(Stored entries)
○ ○ ○ ○ ○

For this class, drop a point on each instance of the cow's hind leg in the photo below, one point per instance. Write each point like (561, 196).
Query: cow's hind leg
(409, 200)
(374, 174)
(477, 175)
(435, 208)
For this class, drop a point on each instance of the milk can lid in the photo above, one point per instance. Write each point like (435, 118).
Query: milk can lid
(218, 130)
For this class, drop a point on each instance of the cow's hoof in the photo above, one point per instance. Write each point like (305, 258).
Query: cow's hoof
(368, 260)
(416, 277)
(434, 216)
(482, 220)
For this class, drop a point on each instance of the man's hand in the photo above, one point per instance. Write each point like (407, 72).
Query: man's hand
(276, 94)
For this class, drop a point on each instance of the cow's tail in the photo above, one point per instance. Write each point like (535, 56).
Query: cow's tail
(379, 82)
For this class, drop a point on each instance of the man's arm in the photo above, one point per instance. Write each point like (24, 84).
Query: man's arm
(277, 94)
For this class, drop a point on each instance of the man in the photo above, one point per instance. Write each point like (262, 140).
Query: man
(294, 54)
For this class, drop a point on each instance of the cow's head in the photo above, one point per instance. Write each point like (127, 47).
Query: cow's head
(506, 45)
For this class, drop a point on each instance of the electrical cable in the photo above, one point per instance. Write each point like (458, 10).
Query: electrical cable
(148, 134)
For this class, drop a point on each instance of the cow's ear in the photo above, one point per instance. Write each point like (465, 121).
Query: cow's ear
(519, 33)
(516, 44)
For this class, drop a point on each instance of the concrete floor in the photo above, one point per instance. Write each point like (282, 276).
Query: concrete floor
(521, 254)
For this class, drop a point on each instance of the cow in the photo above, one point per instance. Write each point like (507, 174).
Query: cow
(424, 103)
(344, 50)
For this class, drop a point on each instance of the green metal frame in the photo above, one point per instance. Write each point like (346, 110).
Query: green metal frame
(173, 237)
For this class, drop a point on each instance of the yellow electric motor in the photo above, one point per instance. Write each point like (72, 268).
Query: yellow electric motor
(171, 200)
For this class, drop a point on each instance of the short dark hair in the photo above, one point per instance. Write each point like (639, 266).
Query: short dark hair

○ ○ ○ ○ ○

*PROMPT:* Tally the lines in the records above that contain the string "dark" and report only the tally.

*EXERCISE RESULT:* 2